Your goal. Revise the items below, replacing every occurrence of "place a point on" with "put a marker on" and keeping all other text unchanged.

(Excerpts from location labeling data)
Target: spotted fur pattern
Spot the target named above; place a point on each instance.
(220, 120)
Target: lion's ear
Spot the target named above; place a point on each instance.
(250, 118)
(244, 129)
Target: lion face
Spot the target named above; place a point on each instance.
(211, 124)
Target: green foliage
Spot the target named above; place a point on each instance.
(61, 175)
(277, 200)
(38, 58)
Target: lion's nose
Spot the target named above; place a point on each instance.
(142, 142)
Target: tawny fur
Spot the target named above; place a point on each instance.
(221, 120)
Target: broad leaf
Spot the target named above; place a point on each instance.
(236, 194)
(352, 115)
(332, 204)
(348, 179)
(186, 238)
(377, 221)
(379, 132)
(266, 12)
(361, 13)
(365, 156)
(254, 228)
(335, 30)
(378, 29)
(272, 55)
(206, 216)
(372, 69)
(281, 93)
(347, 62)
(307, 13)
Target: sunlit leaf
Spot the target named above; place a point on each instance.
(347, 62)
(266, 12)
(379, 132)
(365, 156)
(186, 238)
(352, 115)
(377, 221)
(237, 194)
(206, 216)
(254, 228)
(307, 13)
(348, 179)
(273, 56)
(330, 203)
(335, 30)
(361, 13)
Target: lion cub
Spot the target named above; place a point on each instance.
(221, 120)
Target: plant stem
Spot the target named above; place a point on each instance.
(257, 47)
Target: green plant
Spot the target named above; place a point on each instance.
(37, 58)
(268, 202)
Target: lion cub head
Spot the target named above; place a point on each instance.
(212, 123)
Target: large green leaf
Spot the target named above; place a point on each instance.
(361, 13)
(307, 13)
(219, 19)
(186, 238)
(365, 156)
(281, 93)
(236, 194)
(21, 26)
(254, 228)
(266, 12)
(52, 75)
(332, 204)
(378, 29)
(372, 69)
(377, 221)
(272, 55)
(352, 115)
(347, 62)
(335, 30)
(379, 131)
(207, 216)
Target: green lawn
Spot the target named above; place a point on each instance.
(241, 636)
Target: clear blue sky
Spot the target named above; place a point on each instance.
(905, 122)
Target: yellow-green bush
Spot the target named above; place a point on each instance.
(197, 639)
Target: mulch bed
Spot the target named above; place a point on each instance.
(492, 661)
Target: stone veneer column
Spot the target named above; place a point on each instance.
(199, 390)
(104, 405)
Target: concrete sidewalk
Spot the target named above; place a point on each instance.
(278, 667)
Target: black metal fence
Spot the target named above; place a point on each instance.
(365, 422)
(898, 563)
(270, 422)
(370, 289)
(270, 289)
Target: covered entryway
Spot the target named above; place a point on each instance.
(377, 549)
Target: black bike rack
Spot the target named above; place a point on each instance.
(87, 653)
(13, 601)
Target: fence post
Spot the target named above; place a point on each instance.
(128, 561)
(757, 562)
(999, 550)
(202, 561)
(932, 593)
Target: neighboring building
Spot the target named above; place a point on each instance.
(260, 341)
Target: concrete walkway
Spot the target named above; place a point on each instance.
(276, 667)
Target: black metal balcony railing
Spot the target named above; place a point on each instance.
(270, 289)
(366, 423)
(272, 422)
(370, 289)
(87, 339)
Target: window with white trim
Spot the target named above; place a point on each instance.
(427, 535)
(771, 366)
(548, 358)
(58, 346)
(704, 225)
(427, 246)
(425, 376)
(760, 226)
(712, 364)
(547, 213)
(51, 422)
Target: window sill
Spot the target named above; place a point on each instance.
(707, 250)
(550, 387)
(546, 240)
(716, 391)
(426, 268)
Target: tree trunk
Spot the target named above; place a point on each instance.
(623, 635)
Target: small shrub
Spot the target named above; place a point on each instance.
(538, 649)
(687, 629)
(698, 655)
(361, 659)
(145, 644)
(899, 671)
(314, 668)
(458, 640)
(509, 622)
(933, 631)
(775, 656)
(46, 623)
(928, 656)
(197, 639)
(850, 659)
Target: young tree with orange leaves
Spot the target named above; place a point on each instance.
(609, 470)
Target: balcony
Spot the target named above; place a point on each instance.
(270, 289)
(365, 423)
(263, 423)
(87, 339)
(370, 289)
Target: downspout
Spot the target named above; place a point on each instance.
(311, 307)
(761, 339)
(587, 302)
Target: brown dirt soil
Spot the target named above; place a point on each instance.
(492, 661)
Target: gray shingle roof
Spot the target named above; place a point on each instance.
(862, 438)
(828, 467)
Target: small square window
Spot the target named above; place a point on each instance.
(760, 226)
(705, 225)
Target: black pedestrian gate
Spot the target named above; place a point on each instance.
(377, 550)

Complete response.
Target: spotted fur pattern
Spot the target named above; put a marker on each instance.
(220, 120)
Target: lion's ear
Spot the target named above; put a marker on each instance.
(250, 118)
(244, 129)
Target: lion face
Spot the target named above; put a marker on each instance.
(211, 124)
Target: green foliage
Spot the target named above; put a marker on each instance.
(61, 175)
(277, 200)
(38, 58)
Target: lion's nose
Spot the target named above; put a marker on each instance.
(142, 142)
Target: tawny fur
Spot the target named above; put a marker on each instance.
(221, 120)
Target: broad leaf
Spot the target named above; put a marker on each instance.
(236, 194)
(352, 115)
(332, 204)
(348, 179)
(186, 238)
(377, 221)
(379, 132)
(266, 12)
(361, 13)
(365, 156)
(254, 228)
(335, 30)
(378, 29)
(272, 55)
(206, 216)
(372, 69)
(281, 93)
(347, 62)
(307, 13)
Target: sunlit leaf
Spot the target named above; put a marker on each instance.
(347, 62)
(266, 12)
(379, 132)
(365, 156)
(186, 238)
(352, 115)
(377, 221)
(237, 194)
(206, 216)
(254, 228)
(307, 13)
(348, 179)
(273, 56)
(330, 203)
(335, 30)
(361, 13)
Target: lion cub
Spot the target named above; put a marker on each instance.
(221, 120)
Target: plant stem
Spot the target named above; put a marker on each instance.
(257, 47)
Target: green plant
Spot the target named above; put a marker on each instance.
(37, 58)
(268, 202)
Target: lion cub head
Spot the target named above; put a marker on each instance.
(212, 123)
Target: large green leaf
Spot the target named above; put a marker on each instance.
(361, 13)
(307, 13)
(219, 19)
(186, 238)
(365, 156)
(281, 93)
(236, 194)
(21, 26)
(254, 228)
(266, 12)
(52, 75)
(332, 204)
(378, 29)
(372, 69)
(377, 221)
(272, 55)
(352, 115)
(347, 62)
(335, 30)
(379, 131)
(207, 216)
Target: green lawn
Spot the target named above; put a marker on each instance.
(241, 636)
Target: clear blue sky
Spot the target named above; put a marker on each instance.
(905, 122)
Target: yellow-green bush
Spot the target named above; put a marker on each instance.
(197, 639)
Target: mulch bed
Spot the target named above; put a marker on each instance.
(492, 661)
Target: stone veneer column
Spot the target named above; put a marker on each instance.
(199, 390)
(104, 405)
Target: concrete sidewalk
Spot the target named above; put a marker on each instance.
(278, 667)
Target: black metal fence
Spot the target named above; put a marker on each instance.
(365, 422)
(898, 563)
(270, 422)
(370, 289)
(270, 289)
Target: covered entryway
Spot the target named above; put a marker on each instance.
(377, 549)
Target: black bike rack
Spot the target named above; put a marker on each instance.
(87, 653)
(13, 601)
Target: fence post
Spot the target named above; put a marker on each instance.
(128, 561)
(757, 562)
(999, 550)
(202, 561)
(932, 593)
Target: neighboring building
Spot the target named above; put a marker on each instance.
(260, 341)
Target: concrete walkway
Spot the target named above; put a marker on each instance.
(276, 667)
Target: black metal balcony railing
Spot the target named above; put a marker on each instance.
(270, 289)
(366, 423)
(272, 422)
(370, 289)
(87, 339)
Target: window with white trim
Spot the target named above; put a marker on each instance.
(427, 535)
(771, 366)
(548, 358)
(58, 346)
(704, 225)
(427, 246)
(425, 376)
(760, 226)
(712, 364)
(547, 213)
(51, 422)
Target: window sill
Spot the target named above; put a marker on each instance.
(707, 250)
(550, 387)
(546, 240)
(716, 391)
(426, 268)
Target: tree trunk
Spot the target named above; put a marker on each instance.
(623, 635)
Target: small shrub
Spot the target named above; put a marker on each instance.
(538, 649)
(687, 629)
(698, 655)
(361, 659)
(145, 644)
(899, 671)
(314, 668)
(458, 640)
(509, 622)
(933, 631)
(775, 656)
(46, 623)
(928, 656)
(197, 639)
(850, 659)
Target: young tree with orange leaves
Spot the target named above; put a marker on each instance.
(609, 470)
Target: balcony
Spot the target named above; put a marker on each instance.
(270, 289)
(365, 423)
(263, 423)
(87, 339)
(370, 289)
Target: downspout
Spot the target named above; put a marker on each instance.
(311, 307)
(761, 339)
(587, 302)
Target: brown dirt soil
Spot the target named above; put a marker on each instance.
(492, 661)
Target: gray shingle roof
Spot the target named above; put a marker on each instance.
(862, 438)
(828, 467)
Target: small square window
Spot the target named above; put a marker on each instance.
(760, 226)
(705, 225)
Target: black pedestrian gate
Spot the target named above; put a marker on each instance.
(377, 550)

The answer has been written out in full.